[Saved entries]
◆ ◆ ◆

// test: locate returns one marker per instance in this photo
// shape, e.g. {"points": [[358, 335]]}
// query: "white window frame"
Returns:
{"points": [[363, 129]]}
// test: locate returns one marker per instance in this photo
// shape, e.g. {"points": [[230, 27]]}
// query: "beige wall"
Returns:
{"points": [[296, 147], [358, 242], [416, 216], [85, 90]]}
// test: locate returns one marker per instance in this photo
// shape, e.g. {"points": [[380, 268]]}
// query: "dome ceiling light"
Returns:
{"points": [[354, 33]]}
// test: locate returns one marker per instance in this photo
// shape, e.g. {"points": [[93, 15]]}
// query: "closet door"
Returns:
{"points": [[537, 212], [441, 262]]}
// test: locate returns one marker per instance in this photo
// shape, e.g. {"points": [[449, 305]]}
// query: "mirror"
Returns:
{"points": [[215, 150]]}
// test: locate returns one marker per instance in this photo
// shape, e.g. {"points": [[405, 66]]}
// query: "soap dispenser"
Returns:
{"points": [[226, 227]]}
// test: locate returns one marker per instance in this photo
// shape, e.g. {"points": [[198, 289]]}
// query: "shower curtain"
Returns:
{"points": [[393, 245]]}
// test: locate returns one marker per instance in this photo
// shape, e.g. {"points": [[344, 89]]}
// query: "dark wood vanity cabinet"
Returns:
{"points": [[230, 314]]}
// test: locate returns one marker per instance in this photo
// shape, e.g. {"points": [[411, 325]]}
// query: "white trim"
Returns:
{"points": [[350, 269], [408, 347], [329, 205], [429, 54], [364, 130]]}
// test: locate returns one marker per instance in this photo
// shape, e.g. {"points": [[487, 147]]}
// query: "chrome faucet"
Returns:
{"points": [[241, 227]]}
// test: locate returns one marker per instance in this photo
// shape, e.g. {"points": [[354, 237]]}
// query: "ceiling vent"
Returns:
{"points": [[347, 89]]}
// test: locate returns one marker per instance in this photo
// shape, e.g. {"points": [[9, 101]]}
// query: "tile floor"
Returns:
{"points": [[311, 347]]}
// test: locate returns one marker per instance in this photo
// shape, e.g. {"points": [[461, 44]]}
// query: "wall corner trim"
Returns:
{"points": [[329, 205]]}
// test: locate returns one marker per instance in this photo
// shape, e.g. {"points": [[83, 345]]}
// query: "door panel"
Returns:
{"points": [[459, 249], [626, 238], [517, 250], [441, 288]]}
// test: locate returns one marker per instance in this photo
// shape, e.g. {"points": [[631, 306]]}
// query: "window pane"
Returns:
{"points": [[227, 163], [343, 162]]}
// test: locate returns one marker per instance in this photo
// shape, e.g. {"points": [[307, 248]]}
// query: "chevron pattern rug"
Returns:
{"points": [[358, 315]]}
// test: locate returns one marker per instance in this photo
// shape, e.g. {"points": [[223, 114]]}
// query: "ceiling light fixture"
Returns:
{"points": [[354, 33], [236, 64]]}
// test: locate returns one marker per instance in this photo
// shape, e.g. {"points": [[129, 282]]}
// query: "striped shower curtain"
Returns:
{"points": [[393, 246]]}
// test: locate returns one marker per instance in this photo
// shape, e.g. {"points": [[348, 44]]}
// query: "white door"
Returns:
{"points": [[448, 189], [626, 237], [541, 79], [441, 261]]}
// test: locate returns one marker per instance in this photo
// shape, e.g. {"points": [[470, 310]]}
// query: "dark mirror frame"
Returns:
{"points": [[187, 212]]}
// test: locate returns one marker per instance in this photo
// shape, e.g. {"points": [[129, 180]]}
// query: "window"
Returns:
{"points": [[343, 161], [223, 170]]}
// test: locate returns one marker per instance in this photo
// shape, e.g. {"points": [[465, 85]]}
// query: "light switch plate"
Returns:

◆ ◆ ◆

*Exercise objective:* Whenever a line above includes the string "ceiling", copy it.

*Response to the task:*
// query: "dome ceiling light"
// query: "ceiling vent"
// query: "ceiling light fixture"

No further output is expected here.